_AIM_
Repeat the records character for character, beginning at the line that contains "Find the red goal" and stopping after the line that contains "[(63, 485)]".

+++ RAW RECORDS

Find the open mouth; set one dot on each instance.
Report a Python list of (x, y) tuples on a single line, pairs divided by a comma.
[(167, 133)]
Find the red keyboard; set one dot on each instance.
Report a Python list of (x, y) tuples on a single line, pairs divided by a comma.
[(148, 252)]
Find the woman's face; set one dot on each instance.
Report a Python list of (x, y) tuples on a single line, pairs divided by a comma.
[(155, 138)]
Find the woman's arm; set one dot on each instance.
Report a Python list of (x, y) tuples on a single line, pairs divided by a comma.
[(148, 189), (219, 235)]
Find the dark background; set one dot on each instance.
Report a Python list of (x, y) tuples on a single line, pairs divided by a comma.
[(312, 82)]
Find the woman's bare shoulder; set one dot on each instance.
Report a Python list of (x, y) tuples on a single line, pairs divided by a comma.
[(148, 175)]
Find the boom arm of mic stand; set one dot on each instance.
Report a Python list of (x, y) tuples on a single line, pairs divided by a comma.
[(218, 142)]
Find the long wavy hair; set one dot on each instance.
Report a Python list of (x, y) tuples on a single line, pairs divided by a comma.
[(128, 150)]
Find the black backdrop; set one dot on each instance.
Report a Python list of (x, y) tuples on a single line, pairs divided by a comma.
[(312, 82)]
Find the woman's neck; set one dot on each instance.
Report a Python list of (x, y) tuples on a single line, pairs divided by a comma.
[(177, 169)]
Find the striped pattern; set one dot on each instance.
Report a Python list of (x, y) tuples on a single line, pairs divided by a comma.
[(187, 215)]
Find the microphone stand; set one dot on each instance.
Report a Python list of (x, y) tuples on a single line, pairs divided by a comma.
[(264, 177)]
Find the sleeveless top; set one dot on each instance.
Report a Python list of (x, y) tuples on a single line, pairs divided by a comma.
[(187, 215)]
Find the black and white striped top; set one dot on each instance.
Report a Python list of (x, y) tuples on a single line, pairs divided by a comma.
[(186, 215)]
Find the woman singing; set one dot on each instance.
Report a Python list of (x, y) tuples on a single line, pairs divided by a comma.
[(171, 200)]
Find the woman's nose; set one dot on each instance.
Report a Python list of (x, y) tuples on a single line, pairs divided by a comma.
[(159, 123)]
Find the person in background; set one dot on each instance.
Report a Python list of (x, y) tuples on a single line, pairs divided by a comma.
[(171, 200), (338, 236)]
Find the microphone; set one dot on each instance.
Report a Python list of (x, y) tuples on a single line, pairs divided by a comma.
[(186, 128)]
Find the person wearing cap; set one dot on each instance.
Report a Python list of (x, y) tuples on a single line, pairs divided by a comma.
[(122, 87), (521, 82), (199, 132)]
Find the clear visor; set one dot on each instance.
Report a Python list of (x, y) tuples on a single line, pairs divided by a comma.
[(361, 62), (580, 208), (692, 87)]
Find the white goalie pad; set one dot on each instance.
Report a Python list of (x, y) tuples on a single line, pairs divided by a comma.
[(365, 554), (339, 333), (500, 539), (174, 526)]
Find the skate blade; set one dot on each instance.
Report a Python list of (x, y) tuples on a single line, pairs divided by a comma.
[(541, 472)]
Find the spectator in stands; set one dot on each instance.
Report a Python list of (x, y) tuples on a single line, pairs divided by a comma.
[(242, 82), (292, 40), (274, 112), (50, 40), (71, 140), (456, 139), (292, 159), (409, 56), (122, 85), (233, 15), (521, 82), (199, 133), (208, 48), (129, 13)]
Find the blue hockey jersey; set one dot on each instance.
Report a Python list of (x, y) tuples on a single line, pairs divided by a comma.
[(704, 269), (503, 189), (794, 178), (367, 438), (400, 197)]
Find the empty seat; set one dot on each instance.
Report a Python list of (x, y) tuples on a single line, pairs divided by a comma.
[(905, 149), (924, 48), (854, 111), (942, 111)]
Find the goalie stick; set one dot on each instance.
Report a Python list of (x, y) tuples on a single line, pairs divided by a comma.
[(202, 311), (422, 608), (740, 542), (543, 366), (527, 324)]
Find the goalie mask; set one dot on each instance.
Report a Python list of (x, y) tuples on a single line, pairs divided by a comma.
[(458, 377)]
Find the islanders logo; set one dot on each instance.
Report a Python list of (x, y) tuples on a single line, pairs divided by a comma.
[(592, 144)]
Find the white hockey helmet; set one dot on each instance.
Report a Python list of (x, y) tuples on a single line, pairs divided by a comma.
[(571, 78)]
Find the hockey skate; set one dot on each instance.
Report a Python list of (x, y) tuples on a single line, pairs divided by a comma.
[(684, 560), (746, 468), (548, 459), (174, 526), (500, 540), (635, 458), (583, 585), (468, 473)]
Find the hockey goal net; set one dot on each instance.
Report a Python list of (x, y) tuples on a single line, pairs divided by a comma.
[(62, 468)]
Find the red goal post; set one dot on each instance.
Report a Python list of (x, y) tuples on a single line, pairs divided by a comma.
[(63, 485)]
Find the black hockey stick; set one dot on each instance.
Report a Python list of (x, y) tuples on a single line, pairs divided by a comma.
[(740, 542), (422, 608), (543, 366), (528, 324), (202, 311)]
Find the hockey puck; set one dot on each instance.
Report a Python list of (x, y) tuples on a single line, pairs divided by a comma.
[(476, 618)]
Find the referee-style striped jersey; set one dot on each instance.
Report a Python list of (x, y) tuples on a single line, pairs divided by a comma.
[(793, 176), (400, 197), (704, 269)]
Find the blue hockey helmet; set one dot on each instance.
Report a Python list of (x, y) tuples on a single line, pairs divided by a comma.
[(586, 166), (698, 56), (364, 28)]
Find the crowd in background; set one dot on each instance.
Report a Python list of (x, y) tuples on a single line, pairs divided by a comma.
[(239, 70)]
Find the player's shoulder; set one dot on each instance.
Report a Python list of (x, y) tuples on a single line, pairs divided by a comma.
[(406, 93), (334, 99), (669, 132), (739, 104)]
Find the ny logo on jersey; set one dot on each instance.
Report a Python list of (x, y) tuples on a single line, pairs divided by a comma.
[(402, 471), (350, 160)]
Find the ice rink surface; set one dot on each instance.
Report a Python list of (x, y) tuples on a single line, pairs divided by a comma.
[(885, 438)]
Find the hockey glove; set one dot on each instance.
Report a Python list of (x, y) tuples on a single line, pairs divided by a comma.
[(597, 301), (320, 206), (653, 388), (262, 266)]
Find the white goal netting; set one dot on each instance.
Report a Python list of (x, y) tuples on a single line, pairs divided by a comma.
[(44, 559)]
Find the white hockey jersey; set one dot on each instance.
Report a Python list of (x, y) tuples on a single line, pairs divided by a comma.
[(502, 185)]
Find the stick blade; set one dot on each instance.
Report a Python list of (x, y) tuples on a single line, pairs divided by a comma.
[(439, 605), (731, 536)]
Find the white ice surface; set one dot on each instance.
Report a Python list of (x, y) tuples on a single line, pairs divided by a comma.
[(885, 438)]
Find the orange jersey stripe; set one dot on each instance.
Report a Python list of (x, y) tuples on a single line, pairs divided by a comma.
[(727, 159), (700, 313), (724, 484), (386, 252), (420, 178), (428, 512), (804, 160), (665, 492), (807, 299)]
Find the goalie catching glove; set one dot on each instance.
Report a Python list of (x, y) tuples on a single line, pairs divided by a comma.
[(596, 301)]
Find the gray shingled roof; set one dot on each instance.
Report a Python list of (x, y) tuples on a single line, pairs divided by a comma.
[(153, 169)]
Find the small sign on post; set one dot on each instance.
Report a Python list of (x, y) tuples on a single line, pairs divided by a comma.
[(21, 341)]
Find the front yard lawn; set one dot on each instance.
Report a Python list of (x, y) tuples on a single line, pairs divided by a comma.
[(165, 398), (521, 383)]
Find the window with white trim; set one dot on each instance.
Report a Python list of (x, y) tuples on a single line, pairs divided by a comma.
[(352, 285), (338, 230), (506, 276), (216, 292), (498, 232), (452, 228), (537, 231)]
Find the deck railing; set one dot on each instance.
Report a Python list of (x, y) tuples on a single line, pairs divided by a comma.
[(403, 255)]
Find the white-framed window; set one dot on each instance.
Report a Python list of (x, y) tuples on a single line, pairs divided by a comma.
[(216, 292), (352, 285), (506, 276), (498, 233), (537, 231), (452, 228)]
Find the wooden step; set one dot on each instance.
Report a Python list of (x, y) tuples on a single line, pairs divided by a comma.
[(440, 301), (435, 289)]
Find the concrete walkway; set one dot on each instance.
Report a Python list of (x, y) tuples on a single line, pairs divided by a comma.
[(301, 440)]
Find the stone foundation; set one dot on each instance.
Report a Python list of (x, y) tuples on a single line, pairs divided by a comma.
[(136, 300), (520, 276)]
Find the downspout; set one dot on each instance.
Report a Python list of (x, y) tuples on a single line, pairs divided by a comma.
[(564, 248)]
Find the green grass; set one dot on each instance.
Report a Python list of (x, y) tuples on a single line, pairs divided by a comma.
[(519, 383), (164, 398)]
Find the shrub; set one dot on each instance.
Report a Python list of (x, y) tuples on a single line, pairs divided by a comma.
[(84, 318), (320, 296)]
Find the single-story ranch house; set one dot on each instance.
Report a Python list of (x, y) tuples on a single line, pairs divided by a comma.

++++++

_RESPONSE_
Find the red goal post; set one dot on each instance.
Report a Python list of (x, y) tuples on a single line, pairs divided by a comma.
[(63, 485)]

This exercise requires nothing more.